> _RECORDS FOR THIS TASK_
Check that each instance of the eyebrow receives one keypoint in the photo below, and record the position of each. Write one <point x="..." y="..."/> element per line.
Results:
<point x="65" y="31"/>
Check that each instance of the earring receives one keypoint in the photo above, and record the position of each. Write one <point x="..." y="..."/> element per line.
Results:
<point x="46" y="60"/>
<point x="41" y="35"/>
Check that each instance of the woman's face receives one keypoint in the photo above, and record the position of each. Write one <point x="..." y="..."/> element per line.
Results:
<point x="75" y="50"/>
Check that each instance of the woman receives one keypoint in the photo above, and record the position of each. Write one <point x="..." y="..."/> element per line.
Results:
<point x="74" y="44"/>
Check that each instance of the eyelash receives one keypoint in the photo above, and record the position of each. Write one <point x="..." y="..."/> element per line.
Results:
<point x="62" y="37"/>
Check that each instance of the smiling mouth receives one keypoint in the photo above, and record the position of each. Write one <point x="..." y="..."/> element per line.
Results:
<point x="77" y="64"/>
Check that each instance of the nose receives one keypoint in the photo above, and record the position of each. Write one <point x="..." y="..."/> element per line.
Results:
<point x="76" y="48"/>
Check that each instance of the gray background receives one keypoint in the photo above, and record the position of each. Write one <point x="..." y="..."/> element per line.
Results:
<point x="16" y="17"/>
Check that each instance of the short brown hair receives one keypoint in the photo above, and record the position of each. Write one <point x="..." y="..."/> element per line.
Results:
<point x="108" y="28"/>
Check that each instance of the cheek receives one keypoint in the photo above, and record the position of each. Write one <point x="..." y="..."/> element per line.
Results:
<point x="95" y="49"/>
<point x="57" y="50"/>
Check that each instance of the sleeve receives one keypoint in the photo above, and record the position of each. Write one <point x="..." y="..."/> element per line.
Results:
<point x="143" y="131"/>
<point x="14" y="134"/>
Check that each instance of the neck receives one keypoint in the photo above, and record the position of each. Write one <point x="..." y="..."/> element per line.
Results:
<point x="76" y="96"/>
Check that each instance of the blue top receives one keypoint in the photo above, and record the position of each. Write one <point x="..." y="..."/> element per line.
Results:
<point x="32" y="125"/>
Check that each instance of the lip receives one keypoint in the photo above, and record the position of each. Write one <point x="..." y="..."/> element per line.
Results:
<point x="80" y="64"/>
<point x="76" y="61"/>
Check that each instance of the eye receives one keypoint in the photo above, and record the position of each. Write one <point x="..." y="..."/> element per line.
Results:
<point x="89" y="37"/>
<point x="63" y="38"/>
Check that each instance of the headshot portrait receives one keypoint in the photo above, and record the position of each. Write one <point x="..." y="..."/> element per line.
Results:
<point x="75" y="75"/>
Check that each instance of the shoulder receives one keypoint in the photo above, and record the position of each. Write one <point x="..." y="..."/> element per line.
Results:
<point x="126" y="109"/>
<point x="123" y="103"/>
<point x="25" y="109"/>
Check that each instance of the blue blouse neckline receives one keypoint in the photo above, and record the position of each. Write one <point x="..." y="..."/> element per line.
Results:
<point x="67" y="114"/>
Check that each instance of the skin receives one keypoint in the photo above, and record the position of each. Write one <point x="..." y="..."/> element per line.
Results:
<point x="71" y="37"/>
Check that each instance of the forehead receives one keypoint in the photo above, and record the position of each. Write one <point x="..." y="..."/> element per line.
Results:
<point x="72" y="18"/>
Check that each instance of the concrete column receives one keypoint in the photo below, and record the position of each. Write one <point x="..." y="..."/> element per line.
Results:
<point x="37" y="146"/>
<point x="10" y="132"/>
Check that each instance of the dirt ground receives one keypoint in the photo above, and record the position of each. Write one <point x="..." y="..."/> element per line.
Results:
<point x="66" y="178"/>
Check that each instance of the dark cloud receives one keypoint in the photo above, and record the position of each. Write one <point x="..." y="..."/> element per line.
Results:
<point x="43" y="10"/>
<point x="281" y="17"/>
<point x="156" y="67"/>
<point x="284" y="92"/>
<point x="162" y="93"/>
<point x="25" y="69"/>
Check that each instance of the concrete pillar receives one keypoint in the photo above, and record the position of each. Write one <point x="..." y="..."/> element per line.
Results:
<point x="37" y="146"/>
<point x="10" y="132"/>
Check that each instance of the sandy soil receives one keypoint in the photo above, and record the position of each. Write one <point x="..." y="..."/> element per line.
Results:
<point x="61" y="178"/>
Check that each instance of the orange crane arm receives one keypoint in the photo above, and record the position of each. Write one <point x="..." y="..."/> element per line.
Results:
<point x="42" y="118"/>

> _REQUIRED ACTION_
Nothing should appear in the answer except the lines from the one with "Check that each instance of the concrete pillar" through the final line of the records, written exactly.

> _SOLUTION TO THE EXERCISE_
Check that each instance of the concrete pillar receives one keypoint in the photo above, and record the position of each. Write one <point x="..." y="..."/> element per line.
Results:
<point x="37" y="146"/>
<point x="10" y="132"/>
Check that each instance of the sandy soil receives one keypoint in the photo above, and record the position of each. Write one <point x="..." y="..."/> element per line.
Results:
<point x="61" y="178"/>
Check that each instance of the orange crane arm receives one keypoint in the photo above, and record the position of each. Write one <point x="..." y="..."/> element per line.
Results:
<point x="42" y="118"/>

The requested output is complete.